» EXERCISE AIM
Return every line of the material exactly.
※ ※ ※
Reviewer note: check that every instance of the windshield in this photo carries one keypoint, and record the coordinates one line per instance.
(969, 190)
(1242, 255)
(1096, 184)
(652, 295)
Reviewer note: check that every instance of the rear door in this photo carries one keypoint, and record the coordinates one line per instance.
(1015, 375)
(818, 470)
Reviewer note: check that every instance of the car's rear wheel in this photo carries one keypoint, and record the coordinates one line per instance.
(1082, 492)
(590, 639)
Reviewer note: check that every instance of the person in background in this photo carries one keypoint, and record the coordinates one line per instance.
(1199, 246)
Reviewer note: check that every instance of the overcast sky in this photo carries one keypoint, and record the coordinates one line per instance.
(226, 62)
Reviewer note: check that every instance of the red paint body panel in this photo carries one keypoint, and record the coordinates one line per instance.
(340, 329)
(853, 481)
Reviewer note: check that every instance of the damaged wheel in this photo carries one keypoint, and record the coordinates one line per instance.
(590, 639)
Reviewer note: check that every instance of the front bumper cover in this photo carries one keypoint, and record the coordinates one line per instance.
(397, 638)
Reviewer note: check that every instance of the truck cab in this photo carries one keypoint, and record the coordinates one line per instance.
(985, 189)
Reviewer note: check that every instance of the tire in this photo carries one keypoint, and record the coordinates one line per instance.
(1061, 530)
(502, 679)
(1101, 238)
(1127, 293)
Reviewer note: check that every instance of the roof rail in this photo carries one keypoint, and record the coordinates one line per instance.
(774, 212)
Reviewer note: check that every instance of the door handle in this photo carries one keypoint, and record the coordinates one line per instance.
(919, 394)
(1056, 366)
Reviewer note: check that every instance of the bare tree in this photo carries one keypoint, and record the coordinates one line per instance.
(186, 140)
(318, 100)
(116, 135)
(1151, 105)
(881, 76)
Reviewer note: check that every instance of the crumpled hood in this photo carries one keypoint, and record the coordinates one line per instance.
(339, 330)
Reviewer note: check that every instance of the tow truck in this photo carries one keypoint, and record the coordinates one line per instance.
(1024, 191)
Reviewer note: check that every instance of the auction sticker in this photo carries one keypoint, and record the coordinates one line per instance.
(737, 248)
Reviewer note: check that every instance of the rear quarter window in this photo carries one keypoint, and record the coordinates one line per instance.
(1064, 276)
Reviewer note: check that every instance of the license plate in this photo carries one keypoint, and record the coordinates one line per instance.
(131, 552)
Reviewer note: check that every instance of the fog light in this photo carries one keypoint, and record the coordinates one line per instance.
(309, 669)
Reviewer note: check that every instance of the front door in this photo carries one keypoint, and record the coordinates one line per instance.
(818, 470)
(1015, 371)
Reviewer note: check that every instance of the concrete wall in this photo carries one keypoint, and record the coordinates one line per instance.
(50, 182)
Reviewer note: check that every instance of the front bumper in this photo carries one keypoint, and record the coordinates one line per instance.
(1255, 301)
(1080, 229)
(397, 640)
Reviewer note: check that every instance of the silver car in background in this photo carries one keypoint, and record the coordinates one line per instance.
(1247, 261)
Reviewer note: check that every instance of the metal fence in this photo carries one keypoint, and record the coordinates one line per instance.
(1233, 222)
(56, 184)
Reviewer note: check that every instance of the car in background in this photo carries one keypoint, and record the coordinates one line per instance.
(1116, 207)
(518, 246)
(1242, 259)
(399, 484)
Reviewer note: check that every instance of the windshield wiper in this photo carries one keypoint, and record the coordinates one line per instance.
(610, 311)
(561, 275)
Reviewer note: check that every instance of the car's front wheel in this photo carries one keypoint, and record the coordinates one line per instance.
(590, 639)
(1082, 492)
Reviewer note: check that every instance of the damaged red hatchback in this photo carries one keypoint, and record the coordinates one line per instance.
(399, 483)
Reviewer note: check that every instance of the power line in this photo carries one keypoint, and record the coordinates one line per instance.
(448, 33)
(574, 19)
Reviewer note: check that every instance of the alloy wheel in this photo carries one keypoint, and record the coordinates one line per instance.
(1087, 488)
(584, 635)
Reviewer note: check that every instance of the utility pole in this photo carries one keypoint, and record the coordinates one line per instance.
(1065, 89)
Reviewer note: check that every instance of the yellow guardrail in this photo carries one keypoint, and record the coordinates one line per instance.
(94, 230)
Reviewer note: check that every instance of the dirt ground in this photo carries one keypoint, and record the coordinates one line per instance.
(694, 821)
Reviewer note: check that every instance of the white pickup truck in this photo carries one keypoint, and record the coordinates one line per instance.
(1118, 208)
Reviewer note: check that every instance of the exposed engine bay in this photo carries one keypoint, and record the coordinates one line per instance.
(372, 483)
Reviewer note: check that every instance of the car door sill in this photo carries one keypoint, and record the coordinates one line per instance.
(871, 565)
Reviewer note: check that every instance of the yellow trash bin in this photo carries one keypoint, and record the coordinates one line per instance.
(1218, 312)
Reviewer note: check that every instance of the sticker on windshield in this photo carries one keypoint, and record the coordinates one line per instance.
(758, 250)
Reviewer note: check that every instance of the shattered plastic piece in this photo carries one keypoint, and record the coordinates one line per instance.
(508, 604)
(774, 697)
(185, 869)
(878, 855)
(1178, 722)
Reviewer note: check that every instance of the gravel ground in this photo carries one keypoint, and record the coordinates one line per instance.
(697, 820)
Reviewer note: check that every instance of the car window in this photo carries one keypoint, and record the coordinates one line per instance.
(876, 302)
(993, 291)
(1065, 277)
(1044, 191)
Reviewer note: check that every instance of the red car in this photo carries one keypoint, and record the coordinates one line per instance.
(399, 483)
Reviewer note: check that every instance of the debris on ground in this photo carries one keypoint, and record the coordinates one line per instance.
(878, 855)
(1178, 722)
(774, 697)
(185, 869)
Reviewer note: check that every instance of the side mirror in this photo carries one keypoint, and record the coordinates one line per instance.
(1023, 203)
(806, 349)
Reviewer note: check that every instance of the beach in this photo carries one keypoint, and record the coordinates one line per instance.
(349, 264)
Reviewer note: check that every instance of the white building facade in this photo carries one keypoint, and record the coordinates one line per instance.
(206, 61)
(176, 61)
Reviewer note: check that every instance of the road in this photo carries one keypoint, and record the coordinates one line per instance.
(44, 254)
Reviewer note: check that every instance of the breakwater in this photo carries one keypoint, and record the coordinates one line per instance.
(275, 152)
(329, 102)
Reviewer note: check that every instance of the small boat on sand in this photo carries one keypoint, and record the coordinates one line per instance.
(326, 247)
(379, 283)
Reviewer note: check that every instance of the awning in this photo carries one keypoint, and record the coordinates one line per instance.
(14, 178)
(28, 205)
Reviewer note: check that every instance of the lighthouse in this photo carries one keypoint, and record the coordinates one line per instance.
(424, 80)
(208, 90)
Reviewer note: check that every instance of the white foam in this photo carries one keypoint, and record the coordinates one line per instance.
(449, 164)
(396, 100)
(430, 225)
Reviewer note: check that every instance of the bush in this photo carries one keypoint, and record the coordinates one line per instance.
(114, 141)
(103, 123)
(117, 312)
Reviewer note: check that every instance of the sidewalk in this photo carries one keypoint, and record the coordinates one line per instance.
※ ※ ※
» SOLUTION TO THE EXERCISE
Reviewer note: check that every instance of the windshield in this photo carries one keypoint, and record the coordinates one line per instance.
(969, 190)
(1242, 255)
(1096, 184)
(652, 295)
Reviewer note: check that every instance of the rear door in this photo carries one keypoint, and record the coordinates one line per instance.
(1015, 375)
(818, 470)
Reviewer note: check that every instance of the car's rear wheel in this photo carries one keypoint, and record the coordinates one line per instance.
(1082, 492)
(590, 639)
Reviewer note: check that every instance of the person in background in this photo carries one keypoint, and record the coordinates one line per instance.
(1199, 246)
Reviewer note: check that every instance of the overcast sky in this photo carries one keypoint, and record the coordinates one line per instance.
(226, 62)
Reviewer note: check that every instance of the red paint body panel in this photo carries one keypoint, and record the coordinates one line per instance.
(340, 329)
(853, 481)
Reviewer note: check that every instance of the damaged wheel in this photo carries one keypoint, and record the coordinates one line per instance.
(590, 639)
Reviewer note: check that every instance of the front bumper cover in this photo carries one keypoint, and record the coordinates one line per instance.
(397, 638)
Reviewer note: check that every instance of the truck cab in this photo carries one keypoint, and record the coordinates one line per instance.
(985, 189)
Reviewer note: check that every instance of the tire in this photo carries one keypoint, and record the coordinates one line per instance.
(1061, 530)
(502, 679)
(1101, 238)
(1127, 293)
Reviewer note: check that every instance of the roof rail in this photo carries one keypoint, and record the coordinates one line per instance.
(774, 212)
Reviewer note: check that every instance of the door handle in this photo carries one keypoint, and record the coordinates one line per instance.
(919, 394)
(1056, 366)
Reviewer note: check that every instance of the bare tree in this photo carries one keypoint, and record the coordinates one line per instance.
(186, 140)
(318, 100)
(116, 135)
(1151, 105)
(881, 76)
Reviewer note: check that every instance of the crumpled hood in this photo carries one keypoint, and record the coordinates one line per instance.
(339, 330)
Reviewer note: check that every instance of the tow truck in this photo carries one keypoint, and record the coordinates one line per instance.
(1024, 191)
Reviewer note: check that every instance of the auction sticker in this photo carries one keypoint, and record the coordinates one line per instance.
(737, 248)
Reviewer note: check that every instance of the rear quarter window in this photo carries one keypoint, and record the coordinates one line per instance.
(1064, 276)
Reviewer note: check that every instance of the license plate in this photo carries one keypoint, and record the coordinates one line per instance.
(131, 552)
Reviewer note: check that every instance of the fog light in this photo carries one keypoint, and record the coordinates one line per instance.
(309, 669)
Reviewer note: check that every instance of the front door in this photo carries one keypoint, and record the coordinates one line per instance.
(818, 470)
(1015, 371)
Reviewer note: check that every instance of the concrete wall in this photo carries one keypoint, and record the coordinates one line per instance.
(50, 182)
Reviewer note: check that every instance of the front bumper in this photo carries one keypoint, and record the coordinates one line per instance.
(1255, 301)
(1080, 229)
(397, 640)
Reviewer note: check that every instance of the silver car in background in this photo carries one keypoint, and record the coordinates one line per instance.
(1247, 261)
Reviewer note: check that every instance of the metal fence in this photo carries one keypoint, and record the coordinates one line per instance.
(1233, 222)
(56, 184)
Reviewer note: check that every instance of the car in background in this photo carries one keypoint, and record the coordinates one line per instance.
(1116, 207)
(518, 246)
(1242, 259)
(399, 484)
Reviewer note: check that every instance of the windshield wiper in this photo carries one keypoint, and record the coordinates one line per instance.
(610, 311)
(561, 275)
Reviewer note: check that every instance of the car's front wheel in this photo carries one keypoint, and record the coordinates one line per instance.
(590, 639)
(1082, 492)
Reviewer note: check that every instance of the damaged red hatchback in this photo carries one keypoint, and record the coordinates one line per instance.
(399, 483)
Reviewer note: check that every instance of the power line in this photo carries one keypoint, and record the coordinates one line per instance.
(448, 33)
(574, 19)
Reviewer note: check that every instance of the alloy wheel in this photo carries one keypoint, and record the coordinates one line per instance.
(1087, 488)
(584, 635)
Reviewer note: check that every instance of the utility pole in this photo carries one keypoint, and record the coordinates one line per instance.
(1065, 89)
Reviewer note: check that every instance of the yellow guardrail in this photo carries one keypoint, and record the coordinates one line per instance.
(94, 230)
Reviewer note: check that every instance of the dirt ground in this photo carries one keypoint, and record the coordinates one line per instance.
(694, 821)
Reviewer note: check that every instance of the white pickup truck in this photo carries one keypoint, and record the coordinates one line per instance.
(1118, 208)
Reviewer note: check that every instance of the exposed engine bay in this photo carries one keypoint, and record the coordinates one line per instance.
(372, 483)
Reviewer note: check that every instance of the car door sill in this photo carries one keypoint, and record the coordinates one line per instance.
(871, 565)
Reviewer note: check that every instance of the yellow trash bin in this photo carries one keypoint, and record the coordinates one line per instance.
(1218, 312)
Reviewer note: check that every instance of the sticker on windshield in this photo carries one keypoint, and record the coordinates one line per instance.
(758, 250)
Reviewer note: check that every instance of the shattered plastic piece in this photo carries one keypoint, and record the coordinates one line per instance.
(508, 604)
(774, 697)
(185, 869)
(878, 855)
(1178, 722)
Reviewer note: check that every instance of the gravel ground in this photo carries one keypoint, and record the coordinates one line per instance.
(697, 820)
Reviewer note: check that every instance of the car window in this photo carries one keypoint, and record the coordinates one line per instance.
(876, 302)
(993, 291)
(1065, 277)
(1044, 191)
Reviewer note: check that every instance of the red car in this photo carries one keypoint, and record the coordinates one line per instance.
(399, 483)
Reviewer note: check that every instance of the debris on ground in this photo carries one keypoint, and record the coordinates one line per instance.
(878, 855)
(1178, 722)
(774, 697)
(185, 869)
Reviewer note: check that every instance of the side mirror in this photo carries one keypoint, and record the coordinates one line per instance.
(1023, 203)
(806, 349)
Reviewer note: check that every instance of the beach in this photo carries one keypoint, and record the coordinates one line per instance.
(349, 264)
Reviewer note: check that every instance of the white building facade in this photo carries one keypoint, and record the coordinates one line per instance.
(206, 61)
(176, 61)
Reviewer note: check that every instance of the road in this photo carries one keypoint, and record the coordinates one line per instance.
(44, 254)
Reviewer note: check that every instance of the breakwater in this photo carries one keypoint, and record the coordinates one line per instance.
(275, 152)
(329, 102)
Reviewer note: check that every instance of the small boat on sand in this photo carries one keypoint, and record the coordinates one line per instance.
(326, 247)
(379, 283)
Reviewer note: check that every instance of the awning in this photo carries one keypoint, and record the coordinates one line per instance.
(14, 178)
(28, 205)
Reviewer note: check that every instance of the lighthouse in this photo carries one keypoint, and record the coordinates one line per instance.
(424, 80)
(208, 90)
Reviewer note: check that every instance of the white foam in this photo carries one keypoint, and record the coordinates one line per instance.
(449, 164)
(396, 100)
(430, 225)
Reviewer note: check that every instance of the bush in this photo carries one keypoint, and record the coordinates one line per instance.
(114, 141)
(103, 123)
(117, 312)
Reviewer note: check that every instance of the sidewalk in this photo carries one keypoint, and record the coordinates one line per instance.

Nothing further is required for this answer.